# Your goal
In your copy of the listing below, reproduce each word exactly and include no pictures.

# Input material
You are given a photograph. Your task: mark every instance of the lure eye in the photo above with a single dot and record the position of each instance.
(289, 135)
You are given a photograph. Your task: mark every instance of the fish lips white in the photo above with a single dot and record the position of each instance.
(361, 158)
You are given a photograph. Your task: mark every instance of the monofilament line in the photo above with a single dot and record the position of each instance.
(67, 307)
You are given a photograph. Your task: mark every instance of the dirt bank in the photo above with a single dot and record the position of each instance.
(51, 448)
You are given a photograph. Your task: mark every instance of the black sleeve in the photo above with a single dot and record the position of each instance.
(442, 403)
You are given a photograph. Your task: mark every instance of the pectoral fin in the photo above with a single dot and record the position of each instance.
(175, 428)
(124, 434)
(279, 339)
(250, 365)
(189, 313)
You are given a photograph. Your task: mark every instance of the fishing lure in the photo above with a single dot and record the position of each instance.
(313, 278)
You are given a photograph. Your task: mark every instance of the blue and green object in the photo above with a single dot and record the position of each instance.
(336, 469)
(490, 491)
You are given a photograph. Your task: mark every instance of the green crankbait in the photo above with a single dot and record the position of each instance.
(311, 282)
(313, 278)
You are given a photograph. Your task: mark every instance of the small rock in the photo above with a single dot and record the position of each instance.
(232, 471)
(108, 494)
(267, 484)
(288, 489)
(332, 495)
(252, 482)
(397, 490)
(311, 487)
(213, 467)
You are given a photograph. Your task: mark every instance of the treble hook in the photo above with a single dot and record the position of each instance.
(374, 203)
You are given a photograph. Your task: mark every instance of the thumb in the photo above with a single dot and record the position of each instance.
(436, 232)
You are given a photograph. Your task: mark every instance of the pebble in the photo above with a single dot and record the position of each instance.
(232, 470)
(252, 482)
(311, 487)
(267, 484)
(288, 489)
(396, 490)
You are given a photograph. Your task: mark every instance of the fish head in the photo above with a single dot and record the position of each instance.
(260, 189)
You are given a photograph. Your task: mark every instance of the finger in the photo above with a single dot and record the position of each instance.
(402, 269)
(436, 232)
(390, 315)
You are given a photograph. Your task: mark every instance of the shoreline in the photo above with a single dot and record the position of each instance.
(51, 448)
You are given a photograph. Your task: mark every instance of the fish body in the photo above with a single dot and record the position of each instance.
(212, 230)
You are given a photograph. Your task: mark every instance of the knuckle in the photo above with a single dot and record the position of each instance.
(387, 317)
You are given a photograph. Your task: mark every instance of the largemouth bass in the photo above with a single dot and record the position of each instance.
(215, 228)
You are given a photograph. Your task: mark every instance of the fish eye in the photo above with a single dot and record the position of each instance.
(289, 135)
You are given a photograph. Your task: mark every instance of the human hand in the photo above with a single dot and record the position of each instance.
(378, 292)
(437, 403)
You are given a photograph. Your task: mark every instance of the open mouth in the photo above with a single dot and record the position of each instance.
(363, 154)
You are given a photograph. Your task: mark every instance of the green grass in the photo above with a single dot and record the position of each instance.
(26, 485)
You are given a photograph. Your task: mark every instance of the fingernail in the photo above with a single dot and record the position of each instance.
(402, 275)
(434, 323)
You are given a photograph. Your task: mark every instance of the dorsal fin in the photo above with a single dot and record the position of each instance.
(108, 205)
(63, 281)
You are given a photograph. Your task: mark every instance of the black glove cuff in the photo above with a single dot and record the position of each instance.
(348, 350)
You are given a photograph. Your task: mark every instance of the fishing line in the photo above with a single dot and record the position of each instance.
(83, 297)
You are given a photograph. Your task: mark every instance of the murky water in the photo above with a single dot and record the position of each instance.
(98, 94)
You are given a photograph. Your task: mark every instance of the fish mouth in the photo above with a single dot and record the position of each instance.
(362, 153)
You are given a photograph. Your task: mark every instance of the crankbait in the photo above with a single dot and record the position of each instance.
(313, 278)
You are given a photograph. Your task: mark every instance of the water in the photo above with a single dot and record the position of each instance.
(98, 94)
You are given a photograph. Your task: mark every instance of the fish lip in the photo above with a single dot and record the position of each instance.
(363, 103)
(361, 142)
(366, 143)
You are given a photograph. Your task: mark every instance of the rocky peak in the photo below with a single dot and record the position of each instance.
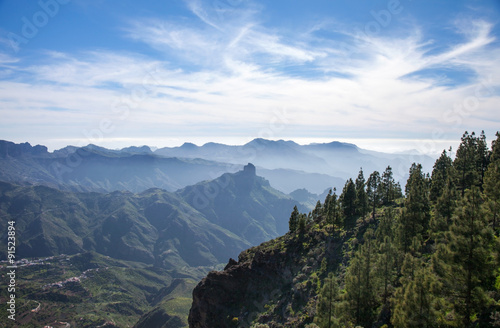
(249, 169)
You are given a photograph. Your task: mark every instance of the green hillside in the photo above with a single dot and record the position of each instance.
(373, 258)
(151, 248)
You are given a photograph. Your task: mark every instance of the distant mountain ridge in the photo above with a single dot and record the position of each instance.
(287, 165)
(157, 227)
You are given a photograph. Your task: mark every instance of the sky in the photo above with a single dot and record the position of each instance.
(388, 75)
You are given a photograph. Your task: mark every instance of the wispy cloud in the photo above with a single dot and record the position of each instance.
(229, 72)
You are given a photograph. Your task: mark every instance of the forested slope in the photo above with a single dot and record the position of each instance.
(372, 257)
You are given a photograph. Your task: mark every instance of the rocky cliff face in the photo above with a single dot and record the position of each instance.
(275, 283)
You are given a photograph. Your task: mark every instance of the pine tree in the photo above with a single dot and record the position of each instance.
(414, 302)
(415, 217)
(361, 197)
(326, 317)
(482, 158)
(492, 185)
(385, 267)
(373, 191)
(318, 210)
(467, 267)
(387, 186)
(360, 291)
(495, 148)
(444, 209)
(440, 174)
(348, 199)
(294, 219)
(332, 208)
(470, 162)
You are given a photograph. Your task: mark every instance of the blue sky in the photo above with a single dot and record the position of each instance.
(386, 75)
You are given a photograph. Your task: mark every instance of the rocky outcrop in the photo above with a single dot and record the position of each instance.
(268, 284)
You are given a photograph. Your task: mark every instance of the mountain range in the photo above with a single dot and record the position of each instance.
(287, 165)
(164, 218)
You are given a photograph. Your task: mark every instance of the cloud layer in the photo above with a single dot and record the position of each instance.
(225, 72)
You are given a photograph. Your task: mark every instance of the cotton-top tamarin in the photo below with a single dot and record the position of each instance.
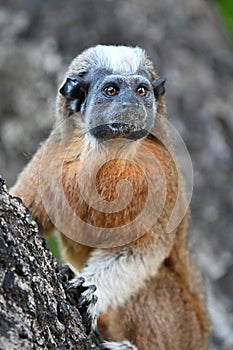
(107, 182)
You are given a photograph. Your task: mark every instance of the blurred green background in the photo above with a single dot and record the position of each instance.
(225, 9)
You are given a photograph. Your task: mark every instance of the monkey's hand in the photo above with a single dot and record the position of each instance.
(83, 298)
(86, 302)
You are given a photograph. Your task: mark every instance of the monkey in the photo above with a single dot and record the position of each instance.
(110, 130)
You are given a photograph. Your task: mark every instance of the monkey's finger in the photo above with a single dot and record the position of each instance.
(86, 296)
(75, 284)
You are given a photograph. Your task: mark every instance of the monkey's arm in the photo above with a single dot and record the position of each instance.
(119, 275)
(27, 188)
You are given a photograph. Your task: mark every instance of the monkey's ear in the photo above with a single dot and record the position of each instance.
(74, 90)
(159, 88)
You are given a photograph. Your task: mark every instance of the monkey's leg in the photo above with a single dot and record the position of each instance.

# Answer box
You are given a photograph. Your task: mark every instance of the lure eye in the photo above with a single dot and record the position of each instance.
(289, 135)
You are given a photograph. Your task: mark every instance of the fish lips white in the photo above with a single dot and record the position of each instance.
(361, 158)
You are given a photograph. Your task: mark every instance of the monofilament line in the photo above with a single dot and record the position of each instance.
(67, 307)
You are given a photograph. Your task: mark every instance of the dirt bank in the photo above with a single dot and record the position of each instance.
(51, 448)
You are given a photograph. Your task: mark every instance of the black sleeve in the photo above with a single dot and record the position of each instance.
(442, 403)
You are given a photograph. Your task: mark every instance of the pectoral fin in the photo above with a single dot and record the position of each instance.
(175, 428)
(124, 434)
(279, 339)
(250, 365)
(189, 313)
You are given a photograph. Your task: mark every instance of the fishing lure in the photo above with a single dot and record the position of each instance.
(313, 278)
You are given a photograph. Your task: mark every instance of the blue and green object in the photo above with a single dot and record the position of each instance.
(336, 469)
(490, 491)
You are given a photograph. Your task: mark every instance of the green crankbait in the photo above with a single dot and record the position of each instance.
(311, 282)
(313, 278)
You are given a photograph. Your task: mark every instance of the small rock in the photo above with a single dot and record the position of each instance.
(232, 471)
(108, 494)
(267, 484)
(288, 489)
(332, 495)
(252, 482)
(397, 490)
(311, 487)
(213, 467)
You are given a photograph. Your task: mark every instance of the treble hook in the photo above with a single dot and record the position of each instance.
(374, 203)
You are given a photograph. Your task: mark every instance of the thumb in the photo above with a single dot and record the position of each instance.
(436, 232)
You are given a photograph. Your task: mark every instance of the pebble in the photo above with a single dot and record the position of each instance.
(232, 470)
(252, 482)
(311, 487)
(267, 484)
(288, 489)
(396, 490)
You are given a photograph. Your task: mark every instance of the fish head in the photo above with a single dot and record the position of each instance.
(260, 189)
You are given a photograph. Your task: mark every instance of the finger in the photo above with a single dot and record the position of each instance.
(402, 269)
(436, 232)
(390, 315)
You are given a photograph. Your task: mark every instance of the shoreline in the photo above with a single dot and record the position of each instance.
(51, 448)
You are given a photograph. Your task: mark every instance of the fish body in the photo above with a single dot and record the position of each instance.
(212, 230)
You are given a photograph. Your task: mark every instance of the knuckle in the photo above with a single dot and record the position of each instance.
(387, 317)
You are given a photograph. Your task: mark every instance of the largemouth bass in the photo above with a single dot and record the position of each instance.
(215, 228)
You are given a photograph. Your task: mark every instance of the fish eye in the photo above with a single dot and record the position of each instance.
(289, 135)
You are given a photograph. Your task: mark every instance of the human hand in the photo above with a single dot and record the position of each instance.
(378, 292)
(437, 403)
You are given a photograph. Your task: mark every instance of the open mouth in the photo above with a single dot and record the position of each instance.
(363, 154)
You are given a photograph. Your task: mark every instance of the green grass in the photo above with a single dot and record the position of each instance.
(26, 485)
You are given a photograph. Your task: mark every instance of the fingernail in the photo above with a single dot and record the position of each instance.
(402, 275)
(434, 323)
You are given a photograph. Your task: mark every instance of the dorsal fin in the photo above with a single dot and record the position of each instance.
(108, 205)
(63, 281)
You are given a photograph. Your task: mark every instance of the black glove cuff in the photo above with a single dot and record the position of each instance.
(348, 350)
You are given a photograph. Your task: mark every instance of the fishing line in the photo above with a single dot and record the position of each instance.
(83, 297)
You are given a photograph. Your task: mark every instance of the murky water in the photo above with a single dot and record the position of each instance.
(98, 94)
You are given a photograph. Your task: mark every instance of the fish mouth in the photo above with a single dot and record the position of each instance.
(362, 153)
You are given a photograph. Your task: mark every instance of the crankbait in the photo above with a single dot and record the position of each instance.
(313, 278)
You are given a photograph. Your task: mark every instance of the water in the photo above with a single dot and record the position of each instance.
(98, 94)
You are given a photograph. Your task: mark every instance of the fish lip in the photo above with a single dot and record the position of each instance.
(363, 103)
(361, 142)
(366, 143)
You are given a photograph. Your task: mark every instance of the rocky peak in the photo below with a single dot and record the position of each instance.
(249, 169)
You are given a photograph. Your task: mark every instance of the green hillside in the photo above with a single dot and record the position of each instance.
(373, 258)
(151, 248)
You are given a photograph. Your task: mark every instance of the distant mountain ridge in the photo above with a single dot and record the position of each instance.
(287, 165)
(157, 227)
You are given a photograph. Your task: mark every instance of the sky in the photo above with a single dot and record the position of each instance.
(388, 75)
You are given a photograph. Your task: mark every instance of the wispy cloud in the photo above with a single dot and record the position of each instance.
(229, 72)
You are given a photograph. Your task: mark every instance of the forested slope in the photo above with a single dot and record the position of each instance.
(372, 257)
You are given a photograph. Your task: mark every instance of the rocky cliff face in the photo above with a single dot and record the position of each instance.
(275, 283)
You are given a photograph. Your task: mark every instance of the pine tree in the photo above with a single dot and record the position of each instance.
(414, 302)
(415, 217)
(361, 197)
(326, 317)
(482, 158)
(492, 185)
(385, 267)
(373, 191)
(318, 210)
(467, 267)
(387, 186)
(360, 291)
(495, 148)
(444, 209)
(440, 174)
(348, 199)
(294, 219)
(332, 208)
(470, 162)
You are given a photograph. Your task: mark every instance of the blue sky in the photo above with a single dot and record the position of each instance.
(386, 75)
You are given a photograph. Your task: mark every instance of the rocky outcrop in the photo above with a single dot and record the position of each instance.
(268, 284)
You are given a photograph. Your task: mark every instance of the mountain range in the photo above with a single dot and record the position of each instance.
(287, 165)
(164, 218)
You are given a photograph. Your task: mark every instance of the cloud layer in the photo above with a single dot and record the position of each instance.
(225, 72)
You are given a photograph. Your task: mark every instance of the cotton-top tamarin in the photo below with a single dot and record the position of each instance.
(107, 182)
You are given a photograph. Your task: mark every instance of the blurred green background in the photo above with a single dot and record the position of each instance.
(225, 9)
You are given a photograph. Your task: mark every instance of the monkey's hand in the photo above with a single dot and record the position of each instance.
(83, 298)
(86, 302)
You are given a photograph. Your task: mark every instance of the monkey in the photo above with a single dot and record the position of each instance.
(110, 130)
You are given a photograph. Your task: mark every instance of the monkey's finger in the photo above with a single dot and record the position of each instance.
(86, 296)
(75, 284)
You are given a photograph. Your task: mark every instance of the monkey's arm in the photo above with a single dot and record the position of each instance.
(119, 275)
(27, 188)
You are given a photograph. Your task: mark every instance of the monkey's ear in the photo above with a single dot and record the position of each instance.
(74, 90)
(159, 88)
You are given a photograph. Your task: mark every instance of the monkey's leg in the photo above with a single dot and record the position of each instance.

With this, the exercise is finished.